**Text passage:**
CLERGY will have noticed some dramatic changes in how people approach death and funerals in recent years. So it was apposite, and even more so in the week that Parliament voted to legalise assisted dying, that Thinking Allowed (Radio 4, Tuesday of last week) explored historical customs of death in Britain and present customs of death in China.

Laurie Taylor, who compèred, opened the programme by noting that religious instruction was not his best school subject — curiously, because actual death rites in Chinese religious practice were only touched on, and church funerals in Britain not at all.

Instead, Dr Molly Conisbee, a visiting research Fellow at the Centre for Death and Society at the University of Bath, led us on a tour of surrounding paraphernalia in Georgian and Victorian times. The complexity of appropriate dress in different periods of mourning can seem bizarre to us now, but did signal without words being exchanged what was appropriately sensitive behaviour in a society where the higher social classes were discouraged from emoting too publicly.

In contrast, the working classes, especially the Irish, went in for boisterous wakes where the deceased, lying in state, was sent on their way to the afterlife accompanied by plenty of drinking and smoking. Victorian social improvers worried that the lengthy display of bodies at home might be the source of cholera. We even had a brief exploration of why grave-robbing became such a persistent problem in late Georgian Britain.

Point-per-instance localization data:
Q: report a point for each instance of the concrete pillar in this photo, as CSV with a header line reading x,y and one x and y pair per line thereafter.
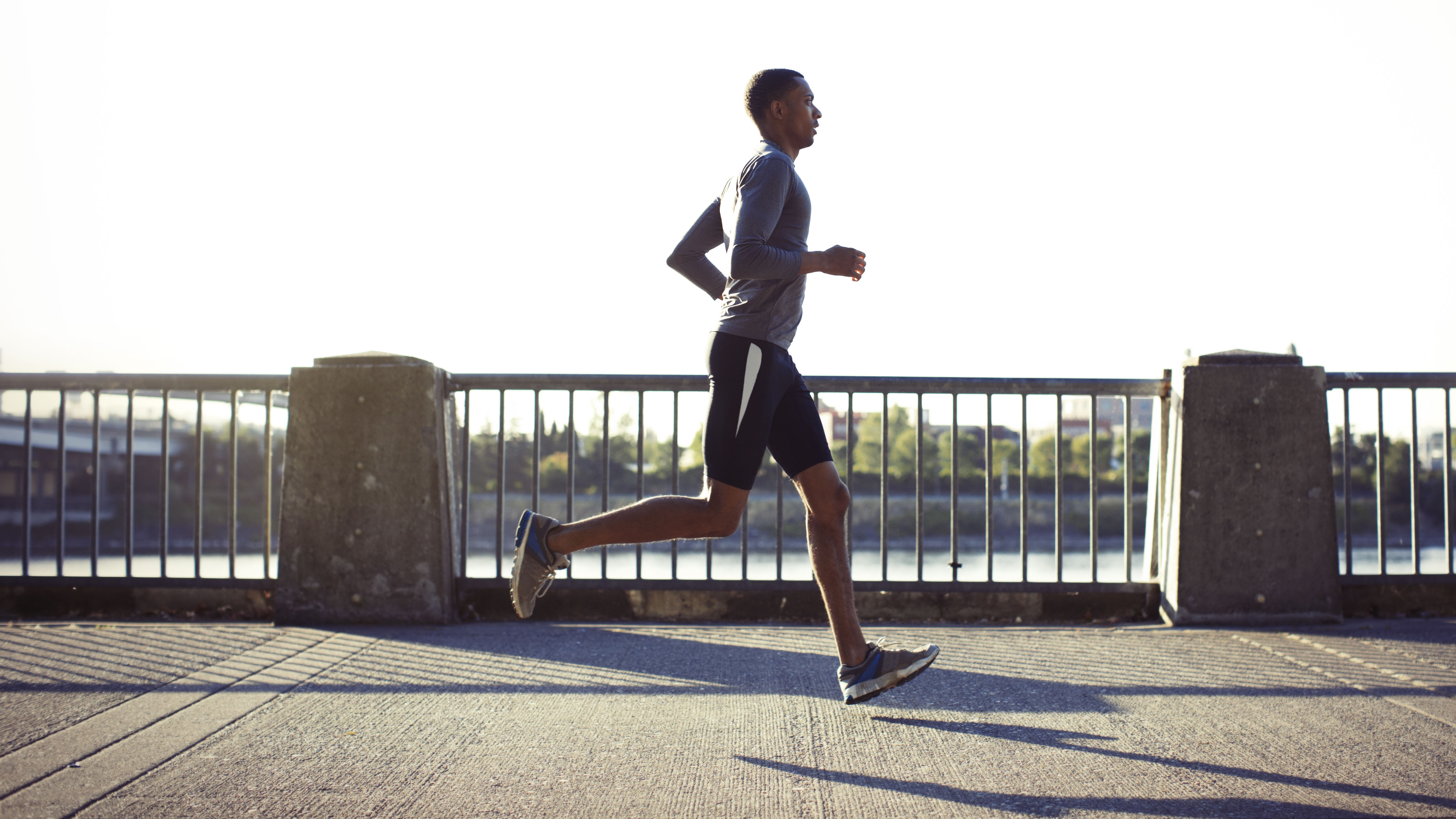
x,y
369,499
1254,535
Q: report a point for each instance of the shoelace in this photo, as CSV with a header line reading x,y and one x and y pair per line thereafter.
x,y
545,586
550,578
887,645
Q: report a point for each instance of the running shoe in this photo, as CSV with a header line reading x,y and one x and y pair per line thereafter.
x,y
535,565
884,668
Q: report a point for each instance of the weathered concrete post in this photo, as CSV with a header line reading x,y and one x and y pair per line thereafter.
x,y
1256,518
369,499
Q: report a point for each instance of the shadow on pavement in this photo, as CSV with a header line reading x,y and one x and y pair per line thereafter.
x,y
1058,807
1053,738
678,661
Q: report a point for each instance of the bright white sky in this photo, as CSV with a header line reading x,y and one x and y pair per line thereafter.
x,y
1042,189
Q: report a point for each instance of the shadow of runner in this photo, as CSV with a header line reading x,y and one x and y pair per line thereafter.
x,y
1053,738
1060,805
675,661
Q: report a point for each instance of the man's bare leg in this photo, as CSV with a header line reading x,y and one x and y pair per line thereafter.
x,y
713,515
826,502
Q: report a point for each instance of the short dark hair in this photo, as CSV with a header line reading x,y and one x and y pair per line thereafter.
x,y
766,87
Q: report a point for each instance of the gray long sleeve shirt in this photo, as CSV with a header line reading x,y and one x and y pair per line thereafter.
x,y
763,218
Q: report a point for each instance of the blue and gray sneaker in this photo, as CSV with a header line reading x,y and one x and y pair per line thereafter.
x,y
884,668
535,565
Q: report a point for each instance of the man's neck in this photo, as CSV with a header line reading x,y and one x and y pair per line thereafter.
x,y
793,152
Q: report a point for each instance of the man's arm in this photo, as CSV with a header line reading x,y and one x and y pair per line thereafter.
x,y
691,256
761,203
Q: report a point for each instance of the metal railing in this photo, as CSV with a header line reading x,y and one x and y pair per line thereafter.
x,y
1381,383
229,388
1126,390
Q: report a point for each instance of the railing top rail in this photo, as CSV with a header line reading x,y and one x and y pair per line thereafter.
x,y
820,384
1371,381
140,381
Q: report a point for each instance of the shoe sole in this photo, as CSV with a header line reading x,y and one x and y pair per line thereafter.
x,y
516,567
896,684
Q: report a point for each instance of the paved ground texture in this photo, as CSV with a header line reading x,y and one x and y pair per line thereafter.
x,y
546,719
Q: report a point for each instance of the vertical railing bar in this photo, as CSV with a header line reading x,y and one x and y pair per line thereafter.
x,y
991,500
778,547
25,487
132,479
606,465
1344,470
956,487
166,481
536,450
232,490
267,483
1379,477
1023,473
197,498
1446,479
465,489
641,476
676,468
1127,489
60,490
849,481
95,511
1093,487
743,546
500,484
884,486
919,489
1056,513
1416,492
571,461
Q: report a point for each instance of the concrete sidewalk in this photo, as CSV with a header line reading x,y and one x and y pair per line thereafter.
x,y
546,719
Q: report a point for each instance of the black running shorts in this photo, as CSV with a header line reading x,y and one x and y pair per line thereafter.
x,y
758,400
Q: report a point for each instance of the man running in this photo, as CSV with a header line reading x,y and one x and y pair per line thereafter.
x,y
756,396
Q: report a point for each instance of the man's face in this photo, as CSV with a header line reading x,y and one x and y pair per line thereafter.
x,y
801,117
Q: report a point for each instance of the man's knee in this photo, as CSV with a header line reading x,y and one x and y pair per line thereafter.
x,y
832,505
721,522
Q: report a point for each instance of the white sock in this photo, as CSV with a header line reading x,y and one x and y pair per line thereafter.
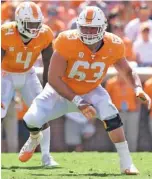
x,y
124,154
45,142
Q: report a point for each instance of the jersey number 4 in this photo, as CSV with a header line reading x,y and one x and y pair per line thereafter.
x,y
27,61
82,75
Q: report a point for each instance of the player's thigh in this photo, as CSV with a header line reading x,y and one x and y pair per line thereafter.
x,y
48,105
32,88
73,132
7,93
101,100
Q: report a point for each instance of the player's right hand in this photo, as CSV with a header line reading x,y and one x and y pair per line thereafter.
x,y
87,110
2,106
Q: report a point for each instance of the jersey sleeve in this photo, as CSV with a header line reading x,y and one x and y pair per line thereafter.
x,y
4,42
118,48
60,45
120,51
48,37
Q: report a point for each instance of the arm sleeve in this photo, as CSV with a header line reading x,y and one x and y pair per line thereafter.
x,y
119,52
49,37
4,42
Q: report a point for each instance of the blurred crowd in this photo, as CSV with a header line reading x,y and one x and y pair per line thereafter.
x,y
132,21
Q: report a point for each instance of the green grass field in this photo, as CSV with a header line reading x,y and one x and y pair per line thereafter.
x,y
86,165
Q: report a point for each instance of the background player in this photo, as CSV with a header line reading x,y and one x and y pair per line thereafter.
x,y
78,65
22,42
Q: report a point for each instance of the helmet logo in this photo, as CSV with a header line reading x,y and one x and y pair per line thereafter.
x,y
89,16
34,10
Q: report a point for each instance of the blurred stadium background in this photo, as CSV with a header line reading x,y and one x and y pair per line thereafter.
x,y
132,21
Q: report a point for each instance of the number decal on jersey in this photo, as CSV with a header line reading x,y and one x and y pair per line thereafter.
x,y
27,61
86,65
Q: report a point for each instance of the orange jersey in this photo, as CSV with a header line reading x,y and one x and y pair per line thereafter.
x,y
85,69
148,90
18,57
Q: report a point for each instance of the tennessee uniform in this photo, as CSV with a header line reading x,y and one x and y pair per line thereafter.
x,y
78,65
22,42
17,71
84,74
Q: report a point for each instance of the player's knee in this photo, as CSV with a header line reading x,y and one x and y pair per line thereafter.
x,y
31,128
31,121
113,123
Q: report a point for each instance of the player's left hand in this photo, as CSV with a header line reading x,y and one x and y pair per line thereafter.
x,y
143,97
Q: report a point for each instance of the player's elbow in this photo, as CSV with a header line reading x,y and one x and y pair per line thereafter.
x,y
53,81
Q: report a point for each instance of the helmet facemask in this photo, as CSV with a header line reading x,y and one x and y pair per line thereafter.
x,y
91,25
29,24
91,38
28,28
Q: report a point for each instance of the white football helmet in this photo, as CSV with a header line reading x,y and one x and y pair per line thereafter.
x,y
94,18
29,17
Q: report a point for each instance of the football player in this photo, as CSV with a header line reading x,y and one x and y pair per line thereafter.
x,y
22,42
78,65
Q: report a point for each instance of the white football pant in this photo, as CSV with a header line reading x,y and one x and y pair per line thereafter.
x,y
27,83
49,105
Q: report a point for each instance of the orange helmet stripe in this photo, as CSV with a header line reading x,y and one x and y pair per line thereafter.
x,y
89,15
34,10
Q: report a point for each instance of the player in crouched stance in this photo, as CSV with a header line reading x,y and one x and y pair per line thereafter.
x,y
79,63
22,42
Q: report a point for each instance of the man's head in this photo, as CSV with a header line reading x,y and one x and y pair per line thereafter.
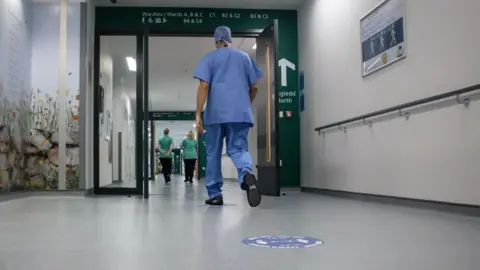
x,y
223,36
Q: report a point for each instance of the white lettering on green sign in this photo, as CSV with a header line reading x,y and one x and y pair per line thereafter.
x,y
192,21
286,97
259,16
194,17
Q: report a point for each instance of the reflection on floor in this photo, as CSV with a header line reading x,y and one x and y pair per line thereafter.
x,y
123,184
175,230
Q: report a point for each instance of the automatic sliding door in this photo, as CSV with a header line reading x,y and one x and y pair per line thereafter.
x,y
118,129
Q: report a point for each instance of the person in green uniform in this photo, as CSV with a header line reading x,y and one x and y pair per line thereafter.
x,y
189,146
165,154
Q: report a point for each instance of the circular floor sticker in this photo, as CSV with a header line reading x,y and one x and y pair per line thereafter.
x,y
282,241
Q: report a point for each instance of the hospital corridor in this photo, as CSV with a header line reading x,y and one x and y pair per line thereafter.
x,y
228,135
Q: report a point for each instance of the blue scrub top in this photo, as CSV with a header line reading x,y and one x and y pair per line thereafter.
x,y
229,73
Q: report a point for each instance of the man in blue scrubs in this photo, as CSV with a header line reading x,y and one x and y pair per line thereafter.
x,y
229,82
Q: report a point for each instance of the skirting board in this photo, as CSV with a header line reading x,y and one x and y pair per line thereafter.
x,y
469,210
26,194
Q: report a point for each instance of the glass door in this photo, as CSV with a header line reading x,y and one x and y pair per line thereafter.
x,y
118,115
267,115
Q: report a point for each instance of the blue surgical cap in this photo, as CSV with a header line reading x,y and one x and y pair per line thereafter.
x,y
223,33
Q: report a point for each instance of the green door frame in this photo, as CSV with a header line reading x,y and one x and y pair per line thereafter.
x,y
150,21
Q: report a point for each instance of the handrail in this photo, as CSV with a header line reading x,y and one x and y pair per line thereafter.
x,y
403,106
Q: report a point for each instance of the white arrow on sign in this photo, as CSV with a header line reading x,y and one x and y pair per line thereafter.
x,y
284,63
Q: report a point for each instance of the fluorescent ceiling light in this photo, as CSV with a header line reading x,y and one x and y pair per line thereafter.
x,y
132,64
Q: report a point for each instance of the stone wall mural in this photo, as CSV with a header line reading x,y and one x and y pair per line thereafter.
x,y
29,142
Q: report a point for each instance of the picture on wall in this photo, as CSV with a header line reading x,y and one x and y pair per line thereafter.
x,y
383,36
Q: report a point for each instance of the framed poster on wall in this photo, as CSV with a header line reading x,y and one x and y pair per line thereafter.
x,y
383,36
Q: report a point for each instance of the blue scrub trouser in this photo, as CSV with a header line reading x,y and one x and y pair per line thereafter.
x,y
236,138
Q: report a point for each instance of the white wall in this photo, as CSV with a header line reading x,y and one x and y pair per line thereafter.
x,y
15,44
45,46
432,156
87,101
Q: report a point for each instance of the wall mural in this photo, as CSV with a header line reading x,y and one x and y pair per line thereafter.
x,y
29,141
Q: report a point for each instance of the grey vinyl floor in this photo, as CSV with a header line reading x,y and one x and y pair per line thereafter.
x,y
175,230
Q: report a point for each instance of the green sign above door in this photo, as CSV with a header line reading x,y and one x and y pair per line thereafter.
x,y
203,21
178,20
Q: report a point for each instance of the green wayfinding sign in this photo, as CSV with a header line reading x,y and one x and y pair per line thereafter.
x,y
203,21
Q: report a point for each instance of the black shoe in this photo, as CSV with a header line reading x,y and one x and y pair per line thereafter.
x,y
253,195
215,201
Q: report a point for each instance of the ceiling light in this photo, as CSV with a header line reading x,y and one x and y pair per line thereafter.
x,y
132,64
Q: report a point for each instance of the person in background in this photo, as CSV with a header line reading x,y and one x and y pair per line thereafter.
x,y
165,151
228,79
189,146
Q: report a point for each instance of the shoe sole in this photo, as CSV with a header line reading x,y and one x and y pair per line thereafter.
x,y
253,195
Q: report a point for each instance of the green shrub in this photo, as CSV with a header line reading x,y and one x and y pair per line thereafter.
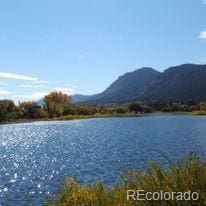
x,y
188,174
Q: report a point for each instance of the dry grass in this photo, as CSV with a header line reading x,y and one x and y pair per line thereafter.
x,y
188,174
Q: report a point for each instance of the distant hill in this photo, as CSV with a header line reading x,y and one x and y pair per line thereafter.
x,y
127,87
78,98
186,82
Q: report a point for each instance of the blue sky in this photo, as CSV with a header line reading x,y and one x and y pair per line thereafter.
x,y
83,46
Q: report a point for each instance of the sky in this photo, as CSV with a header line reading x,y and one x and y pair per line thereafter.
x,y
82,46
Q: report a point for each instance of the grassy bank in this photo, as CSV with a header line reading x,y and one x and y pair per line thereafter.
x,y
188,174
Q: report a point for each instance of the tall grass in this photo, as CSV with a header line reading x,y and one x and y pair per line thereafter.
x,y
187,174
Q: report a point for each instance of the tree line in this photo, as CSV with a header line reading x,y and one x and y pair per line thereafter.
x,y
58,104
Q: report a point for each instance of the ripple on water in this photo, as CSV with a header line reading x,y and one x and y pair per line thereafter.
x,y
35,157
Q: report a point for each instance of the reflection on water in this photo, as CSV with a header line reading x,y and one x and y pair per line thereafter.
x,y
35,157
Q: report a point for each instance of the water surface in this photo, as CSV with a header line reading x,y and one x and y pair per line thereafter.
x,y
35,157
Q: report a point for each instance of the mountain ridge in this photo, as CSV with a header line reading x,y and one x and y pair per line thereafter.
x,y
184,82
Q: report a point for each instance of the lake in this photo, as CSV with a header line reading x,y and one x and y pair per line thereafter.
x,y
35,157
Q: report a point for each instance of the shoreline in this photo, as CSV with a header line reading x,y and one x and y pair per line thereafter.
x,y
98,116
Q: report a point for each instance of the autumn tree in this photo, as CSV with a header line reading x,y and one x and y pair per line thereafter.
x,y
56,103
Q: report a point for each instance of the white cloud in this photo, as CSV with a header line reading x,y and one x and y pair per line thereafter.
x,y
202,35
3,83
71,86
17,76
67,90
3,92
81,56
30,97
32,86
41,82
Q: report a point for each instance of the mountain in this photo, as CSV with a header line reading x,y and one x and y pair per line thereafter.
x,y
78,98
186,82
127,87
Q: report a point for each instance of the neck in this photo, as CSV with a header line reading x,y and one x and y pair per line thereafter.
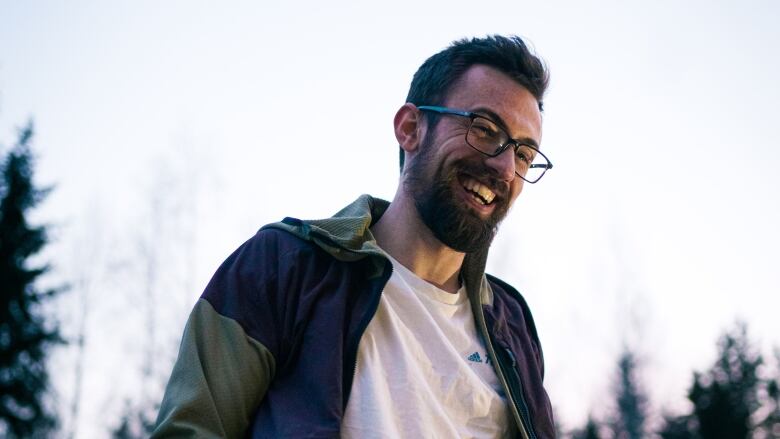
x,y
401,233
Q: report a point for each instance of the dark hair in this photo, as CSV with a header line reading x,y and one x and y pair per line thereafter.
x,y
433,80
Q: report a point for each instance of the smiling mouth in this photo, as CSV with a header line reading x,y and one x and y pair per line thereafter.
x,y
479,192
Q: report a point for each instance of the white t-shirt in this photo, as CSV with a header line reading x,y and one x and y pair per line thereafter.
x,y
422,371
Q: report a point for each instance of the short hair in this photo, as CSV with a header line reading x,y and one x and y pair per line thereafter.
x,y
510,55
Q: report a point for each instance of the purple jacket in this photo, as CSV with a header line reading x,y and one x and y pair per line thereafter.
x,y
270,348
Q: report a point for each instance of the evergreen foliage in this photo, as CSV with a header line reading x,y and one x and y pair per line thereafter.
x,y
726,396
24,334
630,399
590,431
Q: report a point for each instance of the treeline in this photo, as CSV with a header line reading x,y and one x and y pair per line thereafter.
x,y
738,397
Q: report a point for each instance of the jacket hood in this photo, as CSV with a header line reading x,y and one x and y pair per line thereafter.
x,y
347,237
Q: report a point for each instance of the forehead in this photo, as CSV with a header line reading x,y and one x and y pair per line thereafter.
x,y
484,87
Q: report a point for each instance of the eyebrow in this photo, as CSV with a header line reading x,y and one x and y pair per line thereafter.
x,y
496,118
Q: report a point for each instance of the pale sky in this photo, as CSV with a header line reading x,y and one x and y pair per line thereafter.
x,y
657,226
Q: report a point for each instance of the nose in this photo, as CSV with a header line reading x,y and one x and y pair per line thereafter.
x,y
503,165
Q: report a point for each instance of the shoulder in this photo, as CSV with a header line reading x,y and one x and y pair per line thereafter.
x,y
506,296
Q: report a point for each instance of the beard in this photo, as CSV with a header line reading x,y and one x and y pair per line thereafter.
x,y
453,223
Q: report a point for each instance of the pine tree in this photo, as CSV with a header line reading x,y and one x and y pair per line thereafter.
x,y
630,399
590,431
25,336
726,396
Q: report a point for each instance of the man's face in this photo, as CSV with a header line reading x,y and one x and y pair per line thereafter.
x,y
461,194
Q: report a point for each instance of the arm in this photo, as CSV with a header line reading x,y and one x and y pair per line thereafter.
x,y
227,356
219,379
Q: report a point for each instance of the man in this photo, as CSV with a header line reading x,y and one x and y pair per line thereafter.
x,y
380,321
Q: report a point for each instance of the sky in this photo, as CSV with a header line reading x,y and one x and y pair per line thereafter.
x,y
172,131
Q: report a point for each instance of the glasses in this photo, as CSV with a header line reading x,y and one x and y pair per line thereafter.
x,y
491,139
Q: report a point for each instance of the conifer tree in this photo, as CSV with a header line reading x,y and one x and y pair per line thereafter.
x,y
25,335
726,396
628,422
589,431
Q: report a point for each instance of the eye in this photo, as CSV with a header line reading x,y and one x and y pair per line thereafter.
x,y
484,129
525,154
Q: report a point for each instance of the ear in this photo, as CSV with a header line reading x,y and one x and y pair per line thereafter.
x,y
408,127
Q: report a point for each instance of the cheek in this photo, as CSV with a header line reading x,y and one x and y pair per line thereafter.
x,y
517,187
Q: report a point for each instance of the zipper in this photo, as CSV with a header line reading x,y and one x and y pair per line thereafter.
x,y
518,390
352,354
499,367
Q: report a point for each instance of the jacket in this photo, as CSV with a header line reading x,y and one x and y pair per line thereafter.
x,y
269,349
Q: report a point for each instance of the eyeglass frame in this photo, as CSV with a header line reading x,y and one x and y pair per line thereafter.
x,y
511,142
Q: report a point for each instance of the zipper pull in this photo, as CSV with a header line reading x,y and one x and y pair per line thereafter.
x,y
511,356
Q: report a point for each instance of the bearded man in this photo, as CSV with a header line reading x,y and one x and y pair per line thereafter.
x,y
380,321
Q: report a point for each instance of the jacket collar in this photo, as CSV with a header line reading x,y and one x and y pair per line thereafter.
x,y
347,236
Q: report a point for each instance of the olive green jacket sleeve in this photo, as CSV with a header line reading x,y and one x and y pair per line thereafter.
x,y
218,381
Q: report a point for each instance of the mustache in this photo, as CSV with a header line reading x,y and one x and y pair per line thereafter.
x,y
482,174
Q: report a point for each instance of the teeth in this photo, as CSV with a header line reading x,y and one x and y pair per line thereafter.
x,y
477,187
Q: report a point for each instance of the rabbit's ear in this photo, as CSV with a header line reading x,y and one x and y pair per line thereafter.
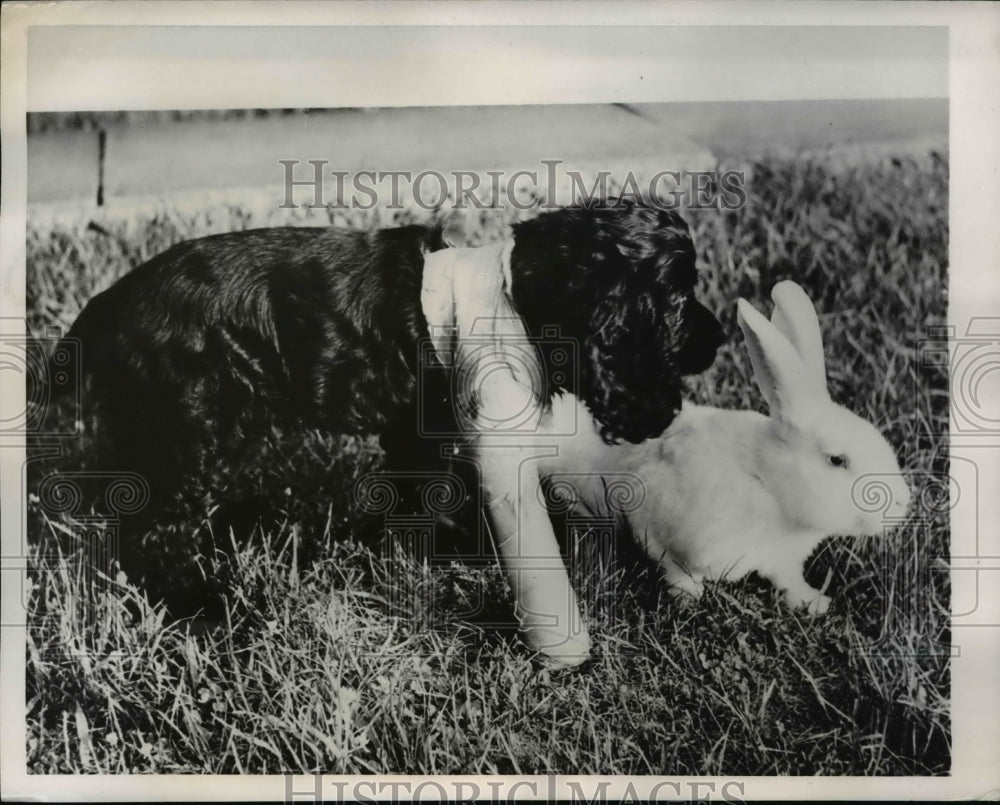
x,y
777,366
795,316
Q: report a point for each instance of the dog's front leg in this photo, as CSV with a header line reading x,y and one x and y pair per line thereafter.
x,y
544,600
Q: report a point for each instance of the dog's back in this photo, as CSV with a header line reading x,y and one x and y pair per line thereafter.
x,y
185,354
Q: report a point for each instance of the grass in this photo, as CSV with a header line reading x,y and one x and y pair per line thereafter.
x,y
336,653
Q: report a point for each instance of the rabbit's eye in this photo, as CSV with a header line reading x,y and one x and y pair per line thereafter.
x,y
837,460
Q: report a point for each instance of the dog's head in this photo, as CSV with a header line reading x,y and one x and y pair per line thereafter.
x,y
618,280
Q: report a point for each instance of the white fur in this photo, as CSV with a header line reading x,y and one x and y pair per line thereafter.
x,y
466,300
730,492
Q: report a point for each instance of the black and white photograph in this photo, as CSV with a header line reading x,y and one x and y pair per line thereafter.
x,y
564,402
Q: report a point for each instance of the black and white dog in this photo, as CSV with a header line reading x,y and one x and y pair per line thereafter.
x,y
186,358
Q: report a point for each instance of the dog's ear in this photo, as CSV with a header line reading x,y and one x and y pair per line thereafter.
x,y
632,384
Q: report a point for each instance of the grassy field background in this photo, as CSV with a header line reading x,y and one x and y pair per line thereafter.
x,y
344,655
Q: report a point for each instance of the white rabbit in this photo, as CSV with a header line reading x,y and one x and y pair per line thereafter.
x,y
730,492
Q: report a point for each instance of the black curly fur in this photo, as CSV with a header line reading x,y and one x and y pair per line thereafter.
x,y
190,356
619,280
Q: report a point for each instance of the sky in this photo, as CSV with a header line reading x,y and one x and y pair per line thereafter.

**Apply what you read:**
a: Write out the radio review from "Instead, Dr Molly" up to and including "late Georgian Britain.".
b: According to the radio review, where is Dr Molly Conisbee a visiting research Fellow?
c: Sum up the radio review in two sentences.
Answer from the text alone and leave the listing aside.

**Outputs by task:**
a:
Instead, Dr Molly Conisbee, a visiting research Fellow at the Centre for Death and Society at the University of Bath, led us on a tour of surrounding paraphernalia in Georgian and Victorian times. The complexity of appropriate dress in different periods of mourning can seem bizarre to us now, but did signal without words being exchanged what was appropriately sensitive behaviour in a society where the higher social classes were discouraged from emoting too publicly.

In contrast, the working classes, especially the Irish, went in for boisterous wakes where the deceased, lying in state, was sent on their way to the afterlife accompanied by plenty of drinking and smoking. Victorian social improvers worried that the lengthy display of bodies at home might be the source of cholera. We even had a brief exploration of why grave-robbing became such a persistent problem in late Georgian Britain.

b: At the Centre for Death and Society at the University of Bath.

c: Thinking Allowed on Radio 4, aired the week Parliament voted to legalize assisted dying, explored historical death customs in Britain and present ones in China, though it gave little time to religious rites. It covered Georgian and Victorian mourning dress, which signaled proper behavior without words, along with boisterous working-class wakes, Victorian fears that bodies displayed at home spread cholera, and grave-robbing in late Georgian Britain.